WORK REQUIRED
Copy every record below exactly as it stands.

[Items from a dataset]
──────
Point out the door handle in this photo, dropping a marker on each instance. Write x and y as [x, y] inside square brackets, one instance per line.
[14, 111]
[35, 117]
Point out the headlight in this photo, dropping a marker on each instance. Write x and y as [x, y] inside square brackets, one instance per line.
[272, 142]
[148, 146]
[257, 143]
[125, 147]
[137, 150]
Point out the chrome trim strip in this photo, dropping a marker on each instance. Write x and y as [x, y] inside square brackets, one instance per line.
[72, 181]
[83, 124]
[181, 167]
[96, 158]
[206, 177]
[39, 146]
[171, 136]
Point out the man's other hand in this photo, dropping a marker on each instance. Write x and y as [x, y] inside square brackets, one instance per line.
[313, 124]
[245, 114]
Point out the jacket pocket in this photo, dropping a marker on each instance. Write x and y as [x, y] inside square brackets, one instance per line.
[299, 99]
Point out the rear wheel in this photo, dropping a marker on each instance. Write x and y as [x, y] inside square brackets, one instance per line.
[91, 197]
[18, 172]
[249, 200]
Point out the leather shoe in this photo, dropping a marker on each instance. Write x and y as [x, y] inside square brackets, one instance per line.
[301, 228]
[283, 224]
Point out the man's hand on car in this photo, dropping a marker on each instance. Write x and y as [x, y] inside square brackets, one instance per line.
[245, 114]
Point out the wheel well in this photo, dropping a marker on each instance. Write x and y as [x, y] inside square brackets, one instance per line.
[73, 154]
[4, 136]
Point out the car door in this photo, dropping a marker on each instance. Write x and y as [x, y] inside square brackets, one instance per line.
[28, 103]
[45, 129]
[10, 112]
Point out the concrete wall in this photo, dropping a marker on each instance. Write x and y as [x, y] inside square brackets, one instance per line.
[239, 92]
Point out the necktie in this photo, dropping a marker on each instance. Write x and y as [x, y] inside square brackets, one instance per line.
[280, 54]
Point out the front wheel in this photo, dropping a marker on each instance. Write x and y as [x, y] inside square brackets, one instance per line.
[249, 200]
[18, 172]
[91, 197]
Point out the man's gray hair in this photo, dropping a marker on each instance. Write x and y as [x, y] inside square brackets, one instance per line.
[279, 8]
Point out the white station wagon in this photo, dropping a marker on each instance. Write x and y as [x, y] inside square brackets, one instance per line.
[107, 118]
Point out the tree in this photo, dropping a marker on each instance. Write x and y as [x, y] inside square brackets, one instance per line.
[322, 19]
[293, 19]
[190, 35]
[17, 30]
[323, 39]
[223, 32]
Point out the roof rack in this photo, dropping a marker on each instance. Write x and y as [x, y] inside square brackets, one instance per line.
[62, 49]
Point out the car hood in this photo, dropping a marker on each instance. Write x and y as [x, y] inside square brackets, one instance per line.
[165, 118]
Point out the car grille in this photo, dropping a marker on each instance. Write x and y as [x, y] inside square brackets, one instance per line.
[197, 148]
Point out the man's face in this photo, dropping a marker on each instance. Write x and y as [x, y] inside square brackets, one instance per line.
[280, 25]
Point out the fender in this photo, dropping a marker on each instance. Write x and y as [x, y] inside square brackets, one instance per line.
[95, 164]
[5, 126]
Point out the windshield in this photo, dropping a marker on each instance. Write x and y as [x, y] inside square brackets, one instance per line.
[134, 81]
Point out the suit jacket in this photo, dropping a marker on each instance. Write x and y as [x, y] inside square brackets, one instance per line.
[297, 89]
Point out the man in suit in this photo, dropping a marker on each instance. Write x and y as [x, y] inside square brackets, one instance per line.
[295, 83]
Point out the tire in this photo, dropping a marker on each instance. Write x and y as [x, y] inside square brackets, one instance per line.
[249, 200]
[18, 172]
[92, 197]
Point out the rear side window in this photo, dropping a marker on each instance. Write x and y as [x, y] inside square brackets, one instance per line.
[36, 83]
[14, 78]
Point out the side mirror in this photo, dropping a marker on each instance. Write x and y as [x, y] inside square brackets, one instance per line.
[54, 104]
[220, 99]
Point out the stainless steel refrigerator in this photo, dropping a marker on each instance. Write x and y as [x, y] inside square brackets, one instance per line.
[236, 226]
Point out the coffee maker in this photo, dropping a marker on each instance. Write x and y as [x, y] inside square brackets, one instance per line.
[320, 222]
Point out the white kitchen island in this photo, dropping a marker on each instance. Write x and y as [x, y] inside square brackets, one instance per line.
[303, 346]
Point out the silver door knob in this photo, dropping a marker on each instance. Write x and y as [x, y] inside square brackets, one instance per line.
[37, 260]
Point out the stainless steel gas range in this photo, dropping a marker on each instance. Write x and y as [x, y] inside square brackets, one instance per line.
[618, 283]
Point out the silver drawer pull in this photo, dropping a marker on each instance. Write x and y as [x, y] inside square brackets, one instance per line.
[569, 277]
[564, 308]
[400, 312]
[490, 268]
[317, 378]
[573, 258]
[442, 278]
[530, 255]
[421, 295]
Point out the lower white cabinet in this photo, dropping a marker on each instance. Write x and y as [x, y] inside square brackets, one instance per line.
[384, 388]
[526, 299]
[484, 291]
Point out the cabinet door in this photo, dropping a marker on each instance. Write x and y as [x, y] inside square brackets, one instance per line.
──────
ANSWER SECTION
Point out the door handle in this photo, dropping a marker on each instance. Write x and y as [x, y] inside square brackets, one instance per line.
[14, 111]
[35, 117]
Point out the headlight in this photo, dropping a marker on each instance. Write x and y as [x, y] inside square brackets, one instance per line.
[272, 142]
[148, 146]
[257, 143]
[125, 147]
[137, 150]
Point out the chrome trim strip in this photo, dropping a marker on each instance. Write x and y as [x, y] inside square brackets, one instance per line.
[72, 181]
[83, 124]
[181, 167]
[96, 158]
[206, 177]
[39, 146]
[171, 136]
Point out the man's other hand in this photo, dropping a marker on each instance. Write x and y as [x, y] inside square brackets, one instance per line.
[313, 124]
[245, 114]
Point out the jacket pocket in this photo, dropping a marker on each instance. Write x and y as [x, y] inside square brackets, one instance per line.
[299, 99]
Point out the rear wheel in this photo, dropping a marker on each instance. Write x and y as [x, y] inside square brackets, one instance per line.
[91, 197]
[18, 172]
[249, 200]
Point out the leather shoe in this photo, dropping a marker on each instance. Write x and y as [x, y] inside square brackets, one instance per line.
[301, 228]
[283, 224]
Point out the man's hand on car in this photo, dropping a marker on each instance. Write x and y as [x, y] inside square brackets, one instance per line.
[245, 114]
Point out the wheel well in this photo, dropping a marker on each instance. Write x and y as [x, y] inside square brackets, one instance per line.
[73, 154]
[4, 136]
Point out the car door in this photo, dropping a marker on each instance. Write x and y as [x, y] inside square brackets, one instance per line.
[28, 103]
[45, 129]
[10, 112]
Point out the concrete wall in this photo, dropping a marker on each instance. Write x and y as [x, y] inside square brackets, one instance per line.
[239, 92]
Point out the necktie in this photo, dropping a marker on each instance. Write x and y as [x, y] inside square brackets, one instance per line.
[280, 54]
Point out the front wheel in this photo, dropping a marker on each instance. Write x and y as [x, y] inside square brackets, one instance per line.
[249, 200]
[18, 172]
[91, 197]
Point out the man's gray hair in this photo, dropping a marker on each instance. Write x and y as [x, y] inside square brackets, one instance per line.
[279, 8]
Point out the white station wagon in this photo, dropping a marker on each instance. Write x and y as [x, y] inside square brackets, one instance per line.
[107, 118]
Point out the tree in this photo, dropping a marker on each instance. Write x and y as [x, y] inside square brackets, one instance per line.
[322, 19]
[293, 19]
[190, 35]
[17, 30]
[323, 39]
[223, 32]
Point out the roof rack in this photo, dropping a marker on each instance. Write x and y as [x, y] inside square brackets, one instance per line.
[62, 49]
Point out the car hood in this photo, dropping a marker on each instance. Write x and y as [x, y] inside square brackets, one instance per line.
[165, 118]
Point out the car grille in this photo, dropping a marker on each instance. Write x and y as [x, y] inside square brackets, one instance per line.
[197, 148]
Point out the man's face in this photo, dropping a marker on each instance. Write x and y as [x, y] inside square brackets, one instance per line.
[280, 25]
Point out the fender in this photo, dropping a marker on each instance. Write x and y as [x, y] inside square brackets, one instance per line.
[95, 164]
[5, 126]
Point out the windshield in this photo, dropping a marker on each instance. Write x and y as [x, y] inside square brackets, one instance per line.
[134, 81]
Point out the suit jacket in this photo, dropping a marker on each instance. Write x and y as [x, y] inside square brackets, one instance per line.
[297, 89]
Point out the man in suit in this photo, dropping a marker on each instance. Write x and y as [x, y] inside square brackets, one instance per line.
[295, 83]
Point out the tire in this photo, dropping a marker on each instance. Write x and y as [x, y] inside square brackets, one instance per line.
[249, 200]
[18, 172]
[92, 197]
Point out the rear side window in this photo, dropping a marker on each instance. Write x and y as [x, y] inside square brackets, one instance per line.
[36, 83]
[14, 78]
Point out the side mirror in this photo, dropping a marker on each instance. Write x and y as [x, y] inside square brackets, one instance per line.
[54, 104]
[220, 99]
Point out the stainless steel refrigerator in this photo, dropping a marker on each instance. Write x and y as [x, y] inside square brackets, one instance per line.
[236, 226]
Point out the coffee maker in this photo, dropping a marker on each instance. Write x and y as [x, y] inside square brackets, one instance per line.
[320, 222]
Point out the white kitchen island in this photo, dropping a marker on each instance. Write x and y as [x, y] inside square brackets, one instance per line.
[303, 346]
Point out the silver door knob in this photo, dropping a marker on each instance. Write x and y as [x, y] inside square brackets, one instance per line.
[37, 260]
Point out the stainless steel gas range in this photo, dropping a marker on each instance. Write x and y as [x, y] inside square brackets, one instance per line.
[618, 283]
Point out the silver drawer pull in this photo, dropping a marker on each instance. Write x and y as [x, y] inside square brackets, one instance per line.
[569, 277]
[564, 308]
[400, 312]
[490, 268]
[317, 378]
[573, 258]
[442, 278]
[530, 255]
[421, 295]
Point out the lower white cabinet in this photo, dropping a marker on each instance. Write x and y as [x, y] inside square brackets, one instance per line.
[384, 388]
[526, 299]
[484, 291]
Point out the cabinet door in this photo, dropping a marker on each instance. Write x and y as [x, y] inside square brackets, one instance per line.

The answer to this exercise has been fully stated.